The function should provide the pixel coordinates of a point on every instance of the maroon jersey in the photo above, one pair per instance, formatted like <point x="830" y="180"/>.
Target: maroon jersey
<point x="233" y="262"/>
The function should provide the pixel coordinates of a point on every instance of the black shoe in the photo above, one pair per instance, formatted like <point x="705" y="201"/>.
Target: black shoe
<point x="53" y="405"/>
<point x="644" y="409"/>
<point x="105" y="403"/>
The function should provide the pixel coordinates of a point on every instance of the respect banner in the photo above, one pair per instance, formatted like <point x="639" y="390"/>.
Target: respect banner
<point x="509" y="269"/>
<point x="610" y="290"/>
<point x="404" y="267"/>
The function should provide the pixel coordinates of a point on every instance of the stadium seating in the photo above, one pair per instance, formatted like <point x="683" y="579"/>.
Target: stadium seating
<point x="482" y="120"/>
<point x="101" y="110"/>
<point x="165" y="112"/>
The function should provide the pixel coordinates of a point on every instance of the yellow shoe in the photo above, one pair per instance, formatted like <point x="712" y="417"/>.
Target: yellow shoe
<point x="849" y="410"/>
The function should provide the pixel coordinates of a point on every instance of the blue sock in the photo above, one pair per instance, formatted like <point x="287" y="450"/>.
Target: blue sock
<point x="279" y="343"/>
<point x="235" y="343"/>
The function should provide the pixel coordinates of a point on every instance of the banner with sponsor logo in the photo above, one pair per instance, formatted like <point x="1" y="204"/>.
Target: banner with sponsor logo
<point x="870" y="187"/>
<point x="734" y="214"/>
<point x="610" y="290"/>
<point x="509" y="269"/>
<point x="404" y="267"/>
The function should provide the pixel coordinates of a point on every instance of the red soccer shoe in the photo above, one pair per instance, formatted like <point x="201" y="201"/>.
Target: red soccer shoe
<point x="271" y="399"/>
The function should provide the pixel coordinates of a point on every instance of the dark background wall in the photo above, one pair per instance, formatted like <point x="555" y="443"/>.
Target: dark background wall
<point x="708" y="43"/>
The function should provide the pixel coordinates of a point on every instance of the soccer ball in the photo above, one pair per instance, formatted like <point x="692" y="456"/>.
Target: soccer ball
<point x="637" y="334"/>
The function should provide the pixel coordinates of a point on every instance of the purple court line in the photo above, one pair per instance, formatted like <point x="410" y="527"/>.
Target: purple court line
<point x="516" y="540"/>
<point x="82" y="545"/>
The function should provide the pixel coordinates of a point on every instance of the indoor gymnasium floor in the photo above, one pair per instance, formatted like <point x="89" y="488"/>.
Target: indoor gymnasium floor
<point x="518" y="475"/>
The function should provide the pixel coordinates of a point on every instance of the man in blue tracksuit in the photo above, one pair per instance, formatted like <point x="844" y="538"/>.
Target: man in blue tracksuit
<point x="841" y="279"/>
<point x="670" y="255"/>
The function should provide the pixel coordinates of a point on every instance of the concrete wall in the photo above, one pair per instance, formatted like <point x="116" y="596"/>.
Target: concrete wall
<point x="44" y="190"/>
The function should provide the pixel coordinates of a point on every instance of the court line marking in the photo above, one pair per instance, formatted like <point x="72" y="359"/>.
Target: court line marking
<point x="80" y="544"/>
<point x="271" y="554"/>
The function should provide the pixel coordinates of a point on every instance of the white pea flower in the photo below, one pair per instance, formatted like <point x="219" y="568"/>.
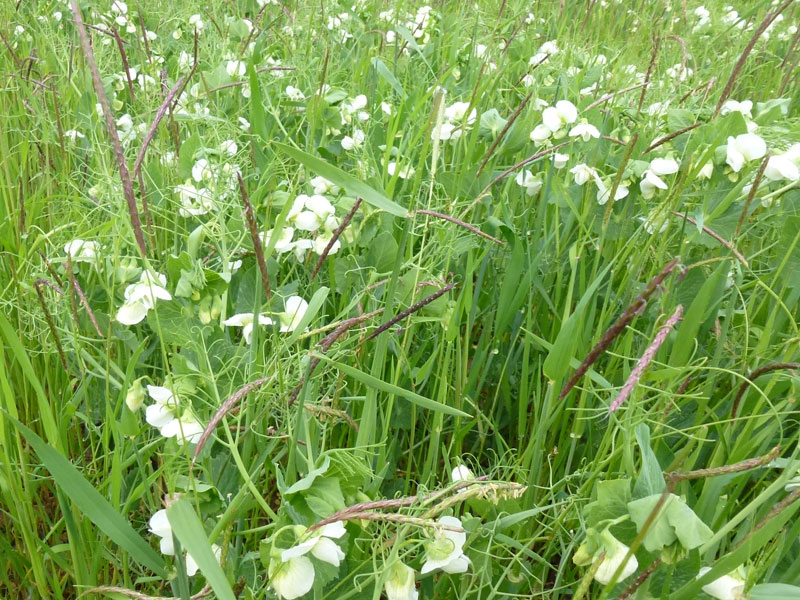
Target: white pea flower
<point x="194" y="201"/>
<point x="246" y="322"/>
<point x="236" y="68"/>
<point x="353" y="107"/>
<point x="745" y="107"/>
<point x="291" y="579"/>
<point x="560" y="160"/>
<point x="399" y="583"/>
<point x="301" y="248"/>
<point x="781" y="167"/>
<point x="351" y="143"/>
<point x="650" y="183"/>
<point x="141" y="297"/>
<point x="82" y="251"/>
<point x="455" y="121"/>
<point x="73" y="135"/>
<point x="457" y="112"/>
<point x="402" y="172"/>
<point x="727" y="587"/>
<point x="446" y="550"/>
<point x="585" y="131"/>
<point x="744" y="148"/>
<point x="291" y="574"/>
<point x="555" y="118"/>
<point x="162" y="411"/>
<point x="706" y="171"/>
<point x="461" y="473"/>
<point x="321" y="242"/>
<point x="186" y="429"/>
<point x="134" y="397"/>
<point x="196" y="22"/>
<point x="309" y="212"/>
<point x="664" y="166"/>
<point x="531" y="183"/>
<point x="229" y="147"/>
<point x="159" y="526"/>
<point x="582" y="173"/>
<point x="284" y="242"/>
<point x="323" y="186"/>
<point x="613" y="553"/>
<point x="201" y="170"/>
<point x="540" y="134"/>
<point x="294" y="310"/>
<point x="294" y="93"/>
<point x="320" y="544"/>
<point x="603" y="192"/>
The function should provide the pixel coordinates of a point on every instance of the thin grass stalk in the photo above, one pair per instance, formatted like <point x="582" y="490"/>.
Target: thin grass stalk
<point x="125" y="176"/>
<point x="717" y="237"/>
<point x="502" y="133"/>
<point x="640" y="579"/>
<point x="645" y="360"/>
<point x="510" y="170"/>
<point x="787" y="77"/>
<point x="230" y="404"/>
<point x="610" y="95"/>
<point x="635" y="308"/>
<point x="125" y="64"/>
<point x="459" y="222"/>
<point x="649" y="72"/>
<point x="334" y="238"/>
<point x="144" y="34"/>
<point x="726" y="92"/>
<point x="250" y="217"/>
<point x="618" y="179"/>
<point x="162" y="110"/>
<point x="53" y="331"/>
<point x="755" y="375"/>
<point x="793" y="497"/>
<point x="82" y="297"/>
<point x="670" y="136"/>
<point x="134" y="595"/>
<point x="411" y="310"/>
<point x="753" y="190"/>
<point x="326" y="343"/>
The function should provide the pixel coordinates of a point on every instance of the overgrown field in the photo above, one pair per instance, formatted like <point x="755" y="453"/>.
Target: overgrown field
<point x="358" y="299"/>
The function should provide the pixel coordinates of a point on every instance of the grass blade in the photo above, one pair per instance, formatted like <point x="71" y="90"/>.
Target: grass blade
<point x="92" y="504"/>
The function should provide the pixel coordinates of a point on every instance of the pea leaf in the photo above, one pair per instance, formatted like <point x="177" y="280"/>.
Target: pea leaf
<point x="675" y="521"/>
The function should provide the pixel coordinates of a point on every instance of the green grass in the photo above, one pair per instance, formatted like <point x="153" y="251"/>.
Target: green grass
<point x="472" y="377"/>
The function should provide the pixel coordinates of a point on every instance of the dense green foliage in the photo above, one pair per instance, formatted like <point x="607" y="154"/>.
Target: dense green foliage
<point x="445" y="171"/>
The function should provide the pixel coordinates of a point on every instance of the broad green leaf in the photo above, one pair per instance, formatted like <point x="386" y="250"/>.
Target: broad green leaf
<point x="307" y="481"/>
<point x="612" y="501"/>
<point x="388" y="76"/>
<point x="756" y="541"/>
<point x="675" y="521"/>
<point x="21" y="356"/>
<point x="350" y="184"/>
<point x="92" y="504"/>
<point x="316" y="302"/>
<point x="699" y="310"/>
<point x="557" y="362"/>
<point x="388" y="388"/>
<point x="775" y="591"/>
<point x="325" y="496"/>
<point x="190" y="533"/>
<point x="516" y="284"/>
<point x="651" y="478"/>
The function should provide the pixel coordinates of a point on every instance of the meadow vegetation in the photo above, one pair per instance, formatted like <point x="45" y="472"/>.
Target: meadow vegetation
<point x="358" y="299"/>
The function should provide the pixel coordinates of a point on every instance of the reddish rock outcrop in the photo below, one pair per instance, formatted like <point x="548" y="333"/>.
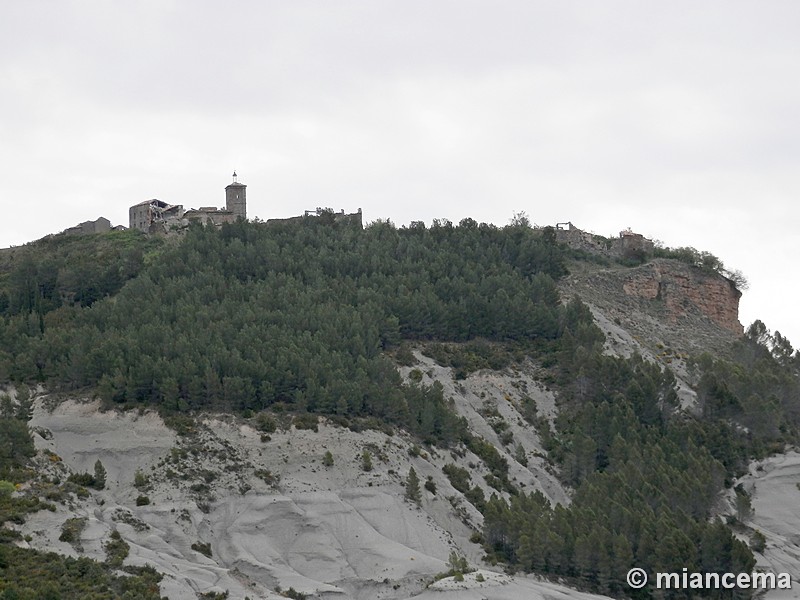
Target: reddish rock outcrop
<point x="684" y="289"/>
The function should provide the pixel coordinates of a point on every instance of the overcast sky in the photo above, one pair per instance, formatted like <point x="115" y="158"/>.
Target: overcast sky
<point x="678" y="119"/>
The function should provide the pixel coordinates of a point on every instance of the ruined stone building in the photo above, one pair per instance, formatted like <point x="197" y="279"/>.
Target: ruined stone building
<point x="157" y="216"/>
<point x="627" y="245"/>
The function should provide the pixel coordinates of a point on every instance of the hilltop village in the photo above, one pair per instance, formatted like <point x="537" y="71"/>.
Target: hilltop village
<point x="159" y="217"/>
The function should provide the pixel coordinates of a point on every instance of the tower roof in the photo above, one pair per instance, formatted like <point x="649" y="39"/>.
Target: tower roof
<point x="235" y="183"/>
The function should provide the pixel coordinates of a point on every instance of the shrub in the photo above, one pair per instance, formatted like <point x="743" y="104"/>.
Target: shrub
<point x="202" y="548"/>
<point x="458" y="476"/>
<point x="116" y="549"/>
<point x="306" y="421"/>
<point x="412" y="487"/>
<point x="140" y="480"/>
<point x="266" y="423"/>
<point x="71" y="532"/>
<point x="430" y="485"/>
<point x="758" y="542"/>
<point x="366" y="461"/>
<point x="99" y="476"/>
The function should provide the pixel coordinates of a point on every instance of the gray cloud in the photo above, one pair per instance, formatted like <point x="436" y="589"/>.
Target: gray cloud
<point x="678" y="119"/>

# # # # # # #

WORK ORDER
Please write out the material word for word from its first line through the line holding "of the stadium", including both, and no line past it.

EXERCISE SOLUTION
The function should provide the pixel coordinates of a point on every instance of the maroon jersey in the photo above, one pair per instance, formatted like <point x="830" y="180"/>.
Target: maroon jersey
<point x="233" y="262"/>
The function should provide the pixel coordinates of a point on every instance of the black shoe in the photo above, one pair per instance, formatted like <point x="705" y="201"/>.
Target: black shoe
<point x="53" y="405"/>
<point x="644" y="409"/>
<point x="105" y="403"/>
The function should provide the pixel coordinates of a point on every instance of the respect banner in the photo above, one pair per instance, formatted like <point x="639" y="390"/>.
Target: respect banner
<point x="509" y="269"/>
<point x="610" y="290"/>
<point x="404" y="267"/>
The function should provide the pixel coordinates of a point on every instance of the stadium seating in the photo above, one pair per instance, formatted like <point x="683" y="579"/>.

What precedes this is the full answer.